[Natural-language object grounding data]
»»

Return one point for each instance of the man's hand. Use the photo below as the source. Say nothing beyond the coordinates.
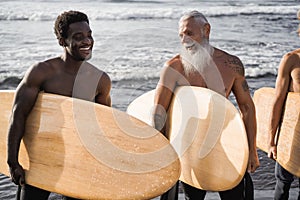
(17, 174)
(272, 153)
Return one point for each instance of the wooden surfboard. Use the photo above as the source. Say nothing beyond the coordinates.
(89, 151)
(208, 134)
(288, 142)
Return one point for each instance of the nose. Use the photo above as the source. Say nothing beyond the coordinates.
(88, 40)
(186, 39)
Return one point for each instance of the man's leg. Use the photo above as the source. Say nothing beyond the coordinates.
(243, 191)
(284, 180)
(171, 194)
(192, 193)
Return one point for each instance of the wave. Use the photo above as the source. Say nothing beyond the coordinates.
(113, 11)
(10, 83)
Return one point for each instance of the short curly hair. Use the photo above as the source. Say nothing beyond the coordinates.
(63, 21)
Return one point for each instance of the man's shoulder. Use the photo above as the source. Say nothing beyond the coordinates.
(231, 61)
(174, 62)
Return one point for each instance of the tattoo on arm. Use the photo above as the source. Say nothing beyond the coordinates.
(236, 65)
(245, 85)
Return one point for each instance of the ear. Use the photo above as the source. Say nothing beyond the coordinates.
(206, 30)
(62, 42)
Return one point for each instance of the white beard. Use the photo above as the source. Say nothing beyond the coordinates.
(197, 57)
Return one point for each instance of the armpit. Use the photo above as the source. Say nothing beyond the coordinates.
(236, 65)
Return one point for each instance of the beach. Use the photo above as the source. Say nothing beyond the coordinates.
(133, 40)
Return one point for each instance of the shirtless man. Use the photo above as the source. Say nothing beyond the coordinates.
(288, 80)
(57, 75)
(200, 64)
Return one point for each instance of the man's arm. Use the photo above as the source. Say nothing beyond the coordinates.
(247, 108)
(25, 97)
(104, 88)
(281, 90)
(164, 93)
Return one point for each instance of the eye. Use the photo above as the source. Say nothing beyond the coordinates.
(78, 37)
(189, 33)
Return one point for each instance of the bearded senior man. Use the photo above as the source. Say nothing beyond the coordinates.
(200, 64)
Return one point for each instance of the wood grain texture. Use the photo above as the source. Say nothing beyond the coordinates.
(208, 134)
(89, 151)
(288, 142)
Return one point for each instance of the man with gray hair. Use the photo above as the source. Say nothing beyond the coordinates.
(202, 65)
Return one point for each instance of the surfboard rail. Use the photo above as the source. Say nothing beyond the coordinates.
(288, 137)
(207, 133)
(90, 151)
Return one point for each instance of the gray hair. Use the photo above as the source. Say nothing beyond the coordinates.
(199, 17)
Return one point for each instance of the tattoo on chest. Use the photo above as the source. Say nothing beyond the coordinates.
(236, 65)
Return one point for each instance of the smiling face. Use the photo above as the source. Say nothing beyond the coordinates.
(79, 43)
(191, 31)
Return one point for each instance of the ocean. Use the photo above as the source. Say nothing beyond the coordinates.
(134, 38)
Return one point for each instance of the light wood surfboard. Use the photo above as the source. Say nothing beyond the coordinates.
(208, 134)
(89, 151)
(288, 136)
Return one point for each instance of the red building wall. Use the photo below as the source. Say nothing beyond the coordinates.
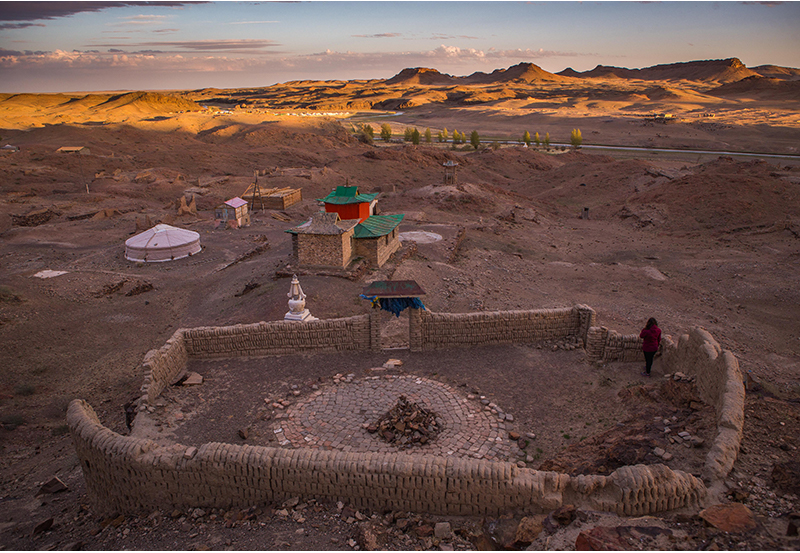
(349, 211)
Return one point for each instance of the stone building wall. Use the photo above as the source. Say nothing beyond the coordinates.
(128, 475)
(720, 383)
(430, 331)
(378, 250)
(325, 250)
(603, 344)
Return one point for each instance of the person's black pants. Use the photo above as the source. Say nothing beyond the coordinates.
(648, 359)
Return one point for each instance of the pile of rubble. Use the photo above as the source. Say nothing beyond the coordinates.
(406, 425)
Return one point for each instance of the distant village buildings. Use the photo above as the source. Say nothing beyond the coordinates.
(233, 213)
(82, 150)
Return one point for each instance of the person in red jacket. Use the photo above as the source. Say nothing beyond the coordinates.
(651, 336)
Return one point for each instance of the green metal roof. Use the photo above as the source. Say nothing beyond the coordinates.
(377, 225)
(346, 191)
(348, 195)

««

§ **TASK TO CARRY OUT**:
Your answer must be the entries repeated exactly, with no pictures.

§ **RESPONSE TO THIS TASK**:
Return one point for each instance of the man's hand. Use the photo below as the source. Say nothing beyond the coordinates.
(17, 174)
(272, 153)
Return one point for each instance of the wooden surfboard. Use the photo above as the source. Say nothing beyond the coordinates.
(89, 151)
(208, 134)
(288, 142)
Return one point for each instance of the nose. Use the photo above as the source. Say nothing beyond the coordinates.
(88, 40)
(186, 39)
Return one point for each instance of the man's leg. Use the photo above as the source. Say nothing beyond the coordinates.
(243, 191)
(284, 180)
(171, 194)
(192, 193)
Return one point for each instance of the wave. Use the photo above as the source. Say nothing beyond the coordinates.
(113, 11)
(10, 83)
Return one point for each instance of the short curly hair. Use the photo above as the source. Say nothing beyond the coordinates.
(63, 21)
Return one point for each instance of the man's shoulder. Use the photo above as the source. Say nothing beyond the coordinates.
(231, 61)
(174, 62)
Return one point for each instance of the tattoo on arm. Use the photo above as the source. Say nothing beyond the coordinates.
(236, 65)
(245, 85)
Return one point for each instance of the ear. Use the photo above as the source. Say nothing beyond the coordinates.
(206, 30)
(62, 42)
Return one point for each instance of the white beard. Use the photo above as the source. Say nothing beyond the coordinates.
(197, 57)
Return one point for each instance of the armpit. Use the photo above as the source. Say nothing beyond the coordinates.
(236, 65)
Return one point for each instance of the beach. Use the photo above as the source. Say nothing beyond the coordinates.
(133, 40)
Return one point for each instance of the shirtless man. Use the photo above as the source. Say nothing beyond the coordinates.
(288, 80)
(57, 75)
(200, 64)
Return one point for each instance of the man's arm. Use the photo above as the source. Say nothing beyond the coordinates.
(247, 108)
(25, 97)
(104, 88)
(281, 90)
(164, 93)
Return one point for each instance of the eye. Use the photo above as the source. Say nothing beyond the coordinates.
(78, 37)
(189, 33)
Return one point for each instance of the bearded senior man. Use the photo above as the source. Say nothing beyond the coordinates.
(200, 64)
Return one point for each instance of the wood grain texture. Use the photo above as the source. Say nothing beyond the coordinates.
(208, 134)
(89, 151)
(288, 142)
Return one point for each instance of the man with gray hair. Use the photo above as the source. Say nothing beyond the coordinates.
(202, 65)
Return one point for each instance of the surfboard rail. Use the photo above as the source. Say nothing beyond the coordinates.
(288, 137)
(207, 133)
(90, 151)
Return one point for each instance of the gray hair. Use the photo above as the source. Say nothing beyond the coordinates.
(199, 17)
Return one point for each instance of the tattoo on chest. Use the photo above as the source. Say nothing beyond the coordinates.
(236, 65)
Return one point for each instance of the smiling face. Use the photo above as the source. Say nothing beyond the coordinates.
(79, 43)
(191, 31)
Return one point for each instance of the ocean. Use the photo above as the source. Say nothing beyond the coordinates.
(134, 38)
Return one point for each instance of the light wood surfboard. Use the photo above as the source. Say nothing beyond the coordinates.
(208, 134)
(89, 151)
(288, 136)
Return one point for each instance of the red building wall. Use the photo below as the source. Say nothing beyond the coordinates.
(349, 211)
Return one point for each instance of the stone building wall. Use the photo above as the source. Say nothing beyond the coordinates.
(128, 475)
(720, 383)
(430, 331)
(378, 250)
(325, 250)
(603, 344)
Return one point for each instance of the person's black pants. Use the photo above as the source. Say nothing beyond the coordinates.
(648, 359)
Return one point for each instance of the pile of rubble. Use the photo above as the source. Say nothing beyond the coordinates.
(406, 425)
Return one point for each instance of the distant village buildings. Use the photo above as the source. Say nothing beyond the coordinates.
(233, 213)
(82, 150)
Return one point for each instance of the person in red jacket. Use the photo above as the source. Say nothing beyond the coordinates.
(651, 336)
Return one point for each instance of the green metal roof. Use the photo above as the source. Say nothing beyond the coordinates.
(377, 225)
(346, 191)
(348, 195)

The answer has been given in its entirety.